● AIM: Find every line in the entries that contains the word "wooden", and copy each of those lines.

--- begin RECORDS TO PROCESS ---

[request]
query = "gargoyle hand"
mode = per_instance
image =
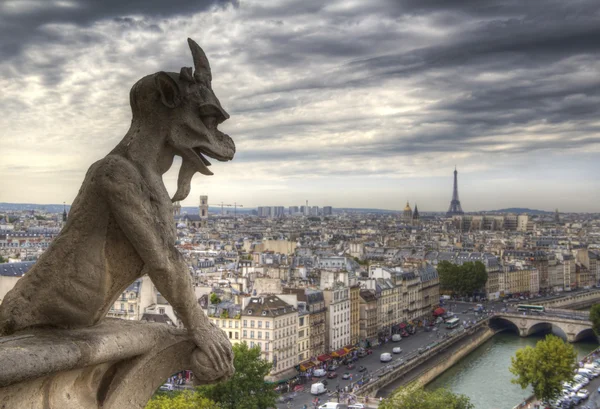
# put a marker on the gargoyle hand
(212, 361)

--- end RECORDS TO PROCESS ---
--- begin RECORDS TO PROCESS ---

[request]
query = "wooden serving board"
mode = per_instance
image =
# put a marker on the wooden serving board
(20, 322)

--- end RECORDS TO PROCESS ---

● CORRECT RESULT:
query = "wooden serving board"
# put a marker on the wooden serving board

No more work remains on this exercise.